What you need to do — The records that follow need to be output exactly as they are.

Excerpt from a dataset:
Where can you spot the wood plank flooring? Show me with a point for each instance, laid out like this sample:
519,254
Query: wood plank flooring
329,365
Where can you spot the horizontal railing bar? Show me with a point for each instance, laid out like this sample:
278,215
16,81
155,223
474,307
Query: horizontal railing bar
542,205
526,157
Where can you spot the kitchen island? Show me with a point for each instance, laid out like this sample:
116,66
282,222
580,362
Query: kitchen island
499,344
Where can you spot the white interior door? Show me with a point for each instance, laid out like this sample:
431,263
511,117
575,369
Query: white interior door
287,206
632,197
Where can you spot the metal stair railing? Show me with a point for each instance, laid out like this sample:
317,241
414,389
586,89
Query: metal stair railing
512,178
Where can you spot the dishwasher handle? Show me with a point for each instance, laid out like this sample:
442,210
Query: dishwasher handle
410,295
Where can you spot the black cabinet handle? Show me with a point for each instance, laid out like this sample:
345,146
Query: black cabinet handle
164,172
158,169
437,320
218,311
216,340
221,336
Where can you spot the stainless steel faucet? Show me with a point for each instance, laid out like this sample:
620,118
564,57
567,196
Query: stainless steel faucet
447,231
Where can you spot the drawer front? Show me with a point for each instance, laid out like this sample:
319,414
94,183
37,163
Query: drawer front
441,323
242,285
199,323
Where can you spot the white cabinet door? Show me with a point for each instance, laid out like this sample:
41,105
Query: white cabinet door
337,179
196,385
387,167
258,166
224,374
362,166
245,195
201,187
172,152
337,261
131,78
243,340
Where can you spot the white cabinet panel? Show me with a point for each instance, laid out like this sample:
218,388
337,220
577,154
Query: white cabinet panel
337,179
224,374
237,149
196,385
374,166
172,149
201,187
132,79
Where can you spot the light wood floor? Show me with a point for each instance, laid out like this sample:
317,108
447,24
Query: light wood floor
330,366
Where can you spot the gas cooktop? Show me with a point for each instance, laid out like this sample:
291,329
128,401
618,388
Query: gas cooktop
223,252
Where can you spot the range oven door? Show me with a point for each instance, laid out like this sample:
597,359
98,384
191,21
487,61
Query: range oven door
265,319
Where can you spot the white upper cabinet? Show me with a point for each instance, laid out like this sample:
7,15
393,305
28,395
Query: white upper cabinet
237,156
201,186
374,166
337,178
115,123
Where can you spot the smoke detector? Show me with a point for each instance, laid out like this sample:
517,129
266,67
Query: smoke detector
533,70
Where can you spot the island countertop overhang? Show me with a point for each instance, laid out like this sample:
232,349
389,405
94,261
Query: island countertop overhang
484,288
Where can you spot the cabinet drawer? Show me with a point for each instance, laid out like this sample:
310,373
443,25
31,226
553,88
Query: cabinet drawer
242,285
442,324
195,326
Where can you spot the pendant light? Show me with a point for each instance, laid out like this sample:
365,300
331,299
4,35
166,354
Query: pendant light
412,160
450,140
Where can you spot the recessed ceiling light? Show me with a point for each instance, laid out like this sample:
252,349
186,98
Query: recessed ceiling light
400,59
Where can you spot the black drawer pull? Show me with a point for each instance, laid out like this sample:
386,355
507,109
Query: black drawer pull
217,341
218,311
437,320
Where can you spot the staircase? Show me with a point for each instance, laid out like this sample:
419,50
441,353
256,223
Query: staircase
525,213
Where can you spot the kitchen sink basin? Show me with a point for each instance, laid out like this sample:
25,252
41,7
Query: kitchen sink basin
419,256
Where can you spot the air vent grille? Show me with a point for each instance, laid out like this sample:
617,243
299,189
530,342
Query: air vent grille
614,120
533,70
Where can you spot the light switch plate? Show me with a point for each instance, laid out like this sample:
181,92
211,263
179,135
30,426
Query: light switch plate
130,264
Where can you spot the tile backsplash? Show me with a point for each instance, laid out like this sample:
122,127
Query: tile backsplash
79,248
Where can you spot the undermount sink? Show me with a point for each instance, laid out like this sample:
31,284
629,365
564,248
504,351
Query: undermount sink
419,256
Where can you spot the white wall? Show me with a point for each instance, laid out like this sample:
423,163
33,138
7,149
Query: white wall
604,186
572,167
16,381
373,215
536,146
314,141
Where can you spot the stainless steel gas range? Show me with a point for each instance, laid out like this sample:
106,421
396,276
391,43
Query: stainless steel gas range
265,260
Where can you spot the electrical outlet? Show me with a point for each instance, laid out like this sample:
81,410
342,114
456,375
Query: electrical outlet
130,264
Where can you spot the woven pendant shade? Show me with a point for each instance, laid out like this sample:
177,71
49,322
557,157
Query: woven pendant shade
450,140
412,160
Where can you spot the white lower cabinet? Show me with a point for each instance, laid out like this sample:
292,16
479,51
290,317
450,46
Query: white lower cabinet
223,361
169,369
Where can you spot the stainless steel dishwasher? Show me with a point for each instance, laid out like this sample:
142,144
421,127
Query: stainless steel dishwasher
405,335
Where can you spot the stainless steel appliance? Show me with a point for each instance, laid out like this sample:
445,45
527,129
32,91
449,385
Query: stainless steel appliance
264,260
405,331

Exercise solution —
Where can you spot the wood plank flooring? Show me with a point for each instance, laid out like this sample:
519,254
Query: wood plank flooring
329,365
Where can you spot the horizontal railing bar? Show me with a point for each instance, laid out like this sample:
278,215
16,81
155,223
474,307
Query: horizontal railing bar
542,205
526,157
Where can you spot the kitchen island? Show me with a point for each instance, laid out like this sample:
116,66
282,222
580,362
Query: kitchen island
499,344
Where can you spot the white interior door? Show me with a point for each instance, laid out like this sample:
431,263
511,117
575,369
Query: white interior door
287,206
632,197
Where can you spot the metal stair railing? Show me with a point for each instance, laid out like this sample:
317,241
414,389
586,89
Query: metal stair railing
512,178
Where can you spot the dishwasher handle? Show me with a point for each instance, laid out like this sample:
442,210
Query: dishwasher handle
410,295
Where can you spot the black cabinet handle? Show me with a point for each instance, laid out like this sample:
345,146
Query: black cabinet handle
164,172
158,169
437,320
218,311
216,340
221,336
Where can you spot the stainless steel faucet? Show me with a point for each instance, laid out like this sample:
620,118
564,57
567,196
Query: stainless steel faucet
447,231
Where can you spot the drawer front? Show me with a point for each instance, laid out like this sample:
319,414
94,183
37,163
Query: drawer front
441,323
242,285
199,323
Where can you spot the white cabinet door? Show me with a point for each instance, laid out like this sample:
41,105
Query: white cabinet door
337,179
196,385
387,167
258,166
224,374
362,166
245,195
201,187
172,152
337,261
131,78
243,340
Where can you spot the white cabinet panel? Show me with a point for each instance, laid out like this sample:
218,388
337,220
577,154
Query: white cabinet panel
337,179
224,374
237,149
196,385
374,166
172,149
201,187
132,79
Where can you spot the light wood floor? Show me with a point for each instance, laid out like this sample:
317,108
447,24
Query: light wood floor
330,366
Where can you spot the gas cooktop? Show me with a point for each instance, laid out like this sample:
291,329
128,401
618,388
Query: gas cooktop
223,252
Where can you spot the range oven door? Show me with a point for each instance, laid out like this sample:
597,359
98,384
191,21
487,61
Query: range oven door
265,319
Where can you spot the white upper cabinet? Show me with a point for each instance, laid out like this sample:
7,15
393,305
28,395
Query: white upper cabinet
237,156
201,186
374,166
337,178
115,123
Where can you spot the smoke detector? Show me with a point for each instance, laid out like this sample:
517,129
266,67
Query: smoke detector
533,70
Where can you spot the island countertop overhang? Show me with a point for each instance, laid out like this sample:
232,349
389,405
94,261
Query: island countertop overhang
484,288
Where can you spot the cabinet drawer? Show me with a point for each instance, laid out like this sample:
310,373
443,25
31,226
553,88
Query: cabinet drawer
242,285
442,324
195,326
Where can you spot the pendant light? Show me with a point for each instance, laid out like this sample:
365,300
331,299
4,35
166,354
Query: pendant light
412,160
450,140
Where can you spot the recessed ceiling light? Show me with a point for each instance, laid out like this sample:
252,349
186,98
Query: recessed ceiling light
400,59
Where can you spot the black drawer pull? Show me with a point for each instance, laid out like this sample:
386,355
507,109
Query: black drawer pull
217,341
218,311
437,320
Where can you spot the staircase? Show me with a point for each instance, laid out like this sample:
419,50
441,353
256,223
Query: staircase
525,213
Where can you spot the kitchen sink basin? Show me with a point for each instance, laid out like this sample:
25,252
41,7
Query: kitchen sink basin
419,256
Where can you spot the air vent grille? Show me with a point for each instance, laid out like this sample:
617,243
299,189
530,342
Query: air vent grille
614,120
533,70
Where can you spot the light switch plate? Show me with a point for each instance, laid out like this sample:
181,92
211,263
179,135
30,426
Query: light switch plate
130,264
Where can you spot the tile backsplash? Show me with a point for each instance, laid out like this sample:
122,127
Query: tile backsplash
79,248
Where can you spot the undermount sink? Show me with a point for each instance, laid out like this sample:
31,284
629,365
564,248
504,351
Query: undermount sink
419,256
Where can you spot the white wall? Show me with a point for each instance, laid out like this sample:
423,163
33,138
7,149
Query: white wall
604,186
572,167
16,381
373,215
536,146
314,141
Where can you spot the stainless steel gas range? Show me with a point for each instance, laid out like this sample:
106,421
396,276
391,43
Query: stainless steel gas range
265,260
Where can you spot the electrical outlet? Show me with a point for each instance, laid out like this sample:
81,410
342,114
456,375
Query: electrical outlet
130,264
Where can you spot the woven pendant shade? Show me with a point for each instance, laid out like this sample:
177,71
49,322
557,157
Query: woven pendant shade
450,140
412,160
Where can you spot the white lower cabinet? Show me with a point for each instance, laid out like this sample:
292,16
479,51
290,317
450,46
Query: white lower cabinet
223,361
169,369
Where can you spot the stainless steel dishwasher? Show me with a point for each instance, laid out like this sample:
142,144
421,127
Query: stainless steel dishwasher
405,335
Where can you spot the stainless steel appliance? Show me with a point for each instance, laid out like this sample:
445,45
527,129
32,91
449,385
Query: stainless steel appliance
264,260
405,331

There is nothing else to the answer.